*SOURCE DOCUMENT*:
================
CODEWITHSUNDEEP
javaalgorithm
Jeroen Vannevel
Jeroen Vannevel

Reputation: 44448

Add a node in a single linked list

Good evening

I'm trying to implement a single linked list by myself and I've run into an issue when I want to create a search method. Evidently when you want to search for a node (which will be used to insert a node at a certain place) you will have to evaluate some values to see if you reached the right spot. Considering my nodes only have a data field as a identifier, I don't see any other way than using that. However, since the data field isn't unique there might be multiple nodes eligible.

Consider the following list: 5, 7, 2, 8, 3, 1, 6, 5, 8, 4, 2. When I want to add a node somewhere in the list (say: After the node with value 8) he will go trough the list and add the new node after the first occurrence of '8'. What should I do if I wanted to insert it after the 2nd 8?

Is this even possible with a Single Linked List?
================
*DATA SUPPLIED*:

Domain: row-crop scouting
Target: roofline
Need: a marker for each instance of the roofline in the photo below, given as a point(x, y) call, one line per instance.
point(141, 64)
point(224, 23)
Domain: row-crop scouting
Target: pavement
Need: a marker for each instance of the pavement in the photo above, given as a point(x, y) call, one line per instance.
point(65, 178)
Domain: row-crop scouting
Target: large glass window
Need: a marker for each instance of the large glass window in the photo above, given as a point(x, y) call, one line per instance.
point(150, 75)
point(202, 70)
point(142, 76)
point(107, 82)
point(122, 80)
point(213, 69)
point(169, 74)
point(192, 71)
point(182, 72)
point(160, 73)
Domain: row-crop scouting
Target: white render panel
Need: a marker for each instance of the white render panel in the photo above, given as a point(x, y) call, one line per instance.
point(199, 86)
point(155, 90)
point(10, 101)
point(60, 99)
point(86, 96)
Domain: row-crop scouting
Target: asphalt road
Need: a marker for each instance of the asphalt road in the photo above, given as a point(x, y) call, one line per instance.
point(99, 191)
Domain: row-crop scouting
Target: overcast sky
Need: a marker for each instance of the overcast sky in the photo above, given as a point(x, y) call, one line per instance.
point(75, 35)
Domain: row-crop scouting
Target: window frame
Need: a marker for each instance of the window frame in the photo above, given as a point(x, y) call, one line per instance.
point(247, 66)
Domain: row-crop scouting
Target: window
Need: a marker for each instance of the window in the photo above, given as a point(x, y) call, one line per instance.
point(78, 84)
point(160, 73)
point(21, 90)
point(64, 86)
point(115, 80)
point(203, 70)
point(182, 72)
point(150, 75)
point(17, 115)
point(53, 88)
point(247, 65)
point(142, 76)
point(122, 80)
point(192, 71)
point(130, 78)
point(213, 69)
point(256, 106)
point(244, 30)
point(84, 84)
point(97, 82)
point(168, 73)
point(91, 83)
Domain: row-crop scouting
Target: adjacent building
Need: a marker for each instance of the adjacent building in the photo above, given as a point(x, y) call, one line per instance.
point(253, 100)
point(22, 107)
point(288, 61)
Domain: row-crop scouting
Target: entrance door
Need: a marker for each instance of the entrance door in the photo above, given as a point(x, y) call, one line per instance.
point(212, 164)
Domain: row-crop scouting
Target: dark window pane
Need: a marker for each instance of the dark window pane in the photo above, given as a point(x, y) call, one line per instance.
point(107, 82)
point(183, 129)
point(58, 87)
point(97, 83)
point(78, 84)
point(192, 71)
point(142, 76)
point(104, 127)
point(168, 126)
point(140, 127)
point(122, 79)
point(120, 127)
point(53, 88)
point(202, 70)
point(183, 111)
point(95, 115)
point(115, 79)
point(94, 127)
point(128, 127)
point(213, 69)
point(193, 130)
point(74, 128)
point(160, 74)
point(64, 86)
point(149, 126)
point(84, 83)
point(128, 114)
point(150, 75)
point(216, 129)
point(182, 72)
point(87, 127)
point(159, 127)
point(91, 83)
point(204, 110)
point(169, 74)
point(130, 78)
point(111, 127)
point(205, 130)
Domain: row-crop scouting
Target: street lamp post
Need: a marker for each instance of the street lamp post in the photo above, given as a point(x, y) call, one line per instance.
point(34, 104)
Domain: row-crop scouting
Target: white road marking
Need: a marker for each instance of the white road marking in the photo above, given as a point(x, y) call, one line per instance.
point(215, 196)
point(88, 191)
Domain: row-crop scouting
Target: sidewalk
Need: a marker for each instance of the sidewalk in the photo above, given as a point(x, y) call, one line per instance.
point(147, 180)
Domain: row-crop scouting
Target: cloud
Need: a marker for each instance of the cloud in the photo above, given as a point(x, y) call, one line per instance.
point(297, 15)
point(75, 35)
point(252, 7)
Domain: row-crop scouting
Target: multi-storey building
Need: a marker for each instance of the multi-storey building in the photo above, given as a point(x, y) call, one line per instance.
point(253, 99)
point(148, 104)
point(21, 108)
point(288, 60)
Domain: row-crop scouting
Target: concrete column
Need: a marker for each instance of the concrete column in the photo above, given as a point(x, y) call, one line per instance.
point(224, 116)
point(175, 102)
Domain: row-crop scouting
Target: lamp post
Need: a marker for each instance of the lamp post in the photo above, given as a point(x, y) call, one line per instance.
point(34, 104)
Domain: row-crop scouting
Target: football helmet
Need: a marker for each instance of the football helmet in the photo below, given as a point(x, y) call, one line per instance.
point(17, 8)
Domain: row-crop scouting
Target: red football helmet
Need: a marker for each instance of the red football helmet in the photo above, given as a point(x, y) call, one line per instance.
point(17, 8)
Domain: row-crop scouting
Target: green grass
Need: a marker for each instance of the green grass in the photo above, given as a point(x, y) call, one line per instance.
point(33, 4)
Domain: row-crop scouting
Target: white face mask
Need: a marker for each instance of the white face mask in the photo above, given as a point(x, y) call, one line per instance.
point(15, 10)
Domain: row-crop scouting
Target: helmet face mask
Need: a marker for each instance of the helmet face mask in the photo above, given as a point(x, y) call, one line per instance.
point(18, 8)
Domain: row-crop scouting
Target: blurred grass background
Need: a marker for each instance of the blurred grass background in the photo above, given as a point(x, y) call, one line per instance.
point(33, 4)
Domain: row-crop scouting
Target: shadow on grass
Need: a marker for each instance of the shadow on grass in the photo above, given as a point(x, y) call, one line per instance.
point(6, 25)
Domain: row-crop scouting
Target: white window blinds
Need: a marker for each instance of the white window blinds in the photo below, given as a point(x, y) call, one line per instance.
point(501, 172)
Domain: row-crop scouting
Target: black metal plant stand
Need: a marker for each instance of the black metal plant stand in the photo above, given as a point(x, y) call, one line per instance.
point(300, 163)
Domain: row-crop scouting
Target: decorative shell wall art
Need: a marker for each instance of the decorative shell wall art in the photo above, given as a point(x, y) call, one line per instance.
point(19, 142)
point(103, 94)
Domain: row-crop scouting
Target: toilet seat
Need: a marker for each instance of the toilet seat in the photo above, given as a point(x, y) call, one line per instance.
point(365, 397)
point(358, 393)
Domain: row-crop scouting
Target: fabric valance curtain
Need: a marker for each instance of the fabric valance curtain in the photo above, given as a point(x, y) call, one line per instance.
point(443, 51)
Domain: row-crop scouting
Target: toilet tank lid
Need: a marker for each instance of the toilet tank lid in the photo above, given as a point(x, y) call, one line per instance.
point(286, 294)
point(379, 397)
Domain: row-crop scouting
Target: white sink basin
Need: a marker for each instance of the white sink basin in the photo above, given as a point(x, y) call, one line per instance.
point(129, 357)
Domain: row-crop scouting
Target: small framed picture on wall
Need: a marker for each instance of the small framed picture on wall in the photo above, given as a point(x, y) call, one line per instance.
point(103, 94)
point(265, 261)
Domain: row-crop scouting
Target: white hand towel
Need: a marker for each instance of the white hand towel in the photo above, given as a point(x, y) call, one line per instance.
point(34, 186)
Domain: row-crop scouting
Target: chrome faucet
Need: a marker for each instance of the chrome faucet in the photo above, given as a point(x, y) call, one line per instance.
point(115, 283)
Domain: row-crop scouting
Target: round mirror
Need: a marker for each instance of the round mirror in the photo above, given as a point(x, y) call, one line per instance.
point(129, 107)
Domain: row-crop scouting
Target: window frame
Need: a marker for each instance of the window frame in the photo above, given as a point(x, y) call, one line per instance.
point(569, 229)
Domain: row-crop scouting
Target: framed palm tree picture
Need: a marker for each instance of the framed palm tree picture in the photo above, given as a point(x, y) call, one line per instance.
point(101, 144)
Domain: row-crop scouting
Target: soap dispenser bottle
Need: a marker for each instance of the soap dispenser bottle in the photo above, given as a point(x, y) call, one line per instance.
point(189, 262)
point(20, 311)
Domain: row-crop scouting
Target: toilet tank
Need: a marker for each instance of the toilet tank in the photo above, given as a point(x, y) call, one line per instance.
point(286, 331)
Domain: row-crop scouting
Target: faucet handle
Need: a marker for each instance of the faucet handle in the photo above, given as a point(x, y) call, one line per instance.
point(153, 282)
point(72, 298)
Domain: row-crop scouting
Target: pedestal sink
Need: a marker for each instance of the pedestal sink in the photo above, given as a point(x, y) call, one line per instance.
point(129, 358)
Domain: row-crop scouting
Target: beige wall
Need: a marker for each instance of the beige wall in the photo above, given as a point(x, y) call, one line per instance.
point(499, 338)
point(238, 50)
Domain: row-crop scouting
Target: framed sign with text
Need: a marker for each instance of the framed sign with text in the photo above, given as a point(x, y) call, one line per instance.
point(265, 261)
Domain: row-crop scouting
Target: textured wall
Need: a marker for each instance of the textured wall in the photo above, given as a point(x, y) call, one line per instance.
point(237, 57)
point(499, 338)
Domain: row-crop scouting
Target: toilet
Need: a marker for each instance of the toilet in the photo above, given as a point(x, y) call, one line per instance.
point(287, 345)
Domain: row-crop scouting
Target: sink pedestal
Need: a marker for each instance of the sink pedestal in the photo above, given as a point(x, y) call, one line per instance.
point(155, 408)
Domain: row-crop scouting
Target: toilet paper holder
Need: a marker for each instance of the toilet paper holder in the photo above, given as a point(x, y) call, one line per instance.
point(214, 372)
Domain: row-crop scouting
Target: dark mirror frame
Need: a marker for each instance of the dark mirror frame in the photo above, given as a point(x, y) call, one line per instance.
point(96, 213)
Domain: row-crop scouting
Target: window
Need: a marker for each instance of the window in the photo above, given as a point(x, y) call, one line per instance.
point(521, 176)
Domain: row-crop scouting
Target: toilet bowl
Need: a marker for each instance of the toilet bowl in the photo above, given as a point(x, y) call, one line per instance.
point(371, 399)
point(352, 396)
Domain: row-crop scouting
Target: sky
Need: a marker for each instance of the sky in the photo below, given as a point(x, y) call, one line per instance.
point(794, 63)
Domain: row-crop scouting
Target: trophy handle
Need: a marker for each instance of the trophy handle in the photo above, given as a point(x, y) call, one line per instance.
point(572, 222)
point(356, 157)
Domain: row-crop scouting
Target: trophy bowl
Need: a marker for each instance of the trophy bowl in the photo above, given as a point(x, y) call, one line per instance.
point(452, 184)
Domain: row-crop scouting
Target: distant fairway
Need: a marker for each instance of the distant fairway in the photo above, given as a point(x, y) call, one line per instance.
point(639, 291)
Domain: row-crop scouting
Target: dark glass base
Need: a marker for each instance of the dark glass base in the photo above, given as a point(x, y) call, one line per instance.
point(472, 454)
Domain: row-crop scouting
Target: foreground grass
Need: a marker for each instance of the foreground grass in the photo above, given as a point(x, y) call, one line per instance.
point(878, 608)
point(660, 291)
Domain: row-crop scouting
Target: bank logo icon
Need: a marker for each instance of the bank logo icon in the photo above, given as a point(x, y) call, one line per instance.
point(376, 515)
================
*WRITTEN PROBLEM A*:
In the linked list question above, what is the only field the poster's nodes have to identify them?
*WRITTEN PROBLEM B*:
Resume the forum question about inserting a node in a singly linked list, starting right after its last sentence.

*ANSWER A*:
A data field.

*ANSWER B*:
Other than that I'd like to have some feedback on my 'removeLast()' method which doesn't seem to do what I want it to do (remove the last node from the list). I am aware my code isn't supposed to work if the list has only 1 value, I'll look into that as soon as the general code of removing the last node works.

My code can be found here.

Edited with code:

 public class SingleLinkedList {

 public void deleteLast() {
    if (lastNode != null) {
        Node currentNode = firstNode;

        while (currentNode != null) {
            Node nextNode = currentNode.getNextNode();
            Node nextNextNode = nextNode.getNextNode();

            if (nextNextNode == null) {
                nextNextNode = null;
                lastNode = nextNode;
            }
        }
        listSize--;
    }
}

}

Upvotes: 0

Views: 11477

Answers (2)

Rahul
Rahul

Reputation: 16355

Here is the pseudo code for deleting the last code of a LL. The above answer correctly answers your question of inserting at a specific position.

if (START == NULL){
    Print: Linked-List is empty.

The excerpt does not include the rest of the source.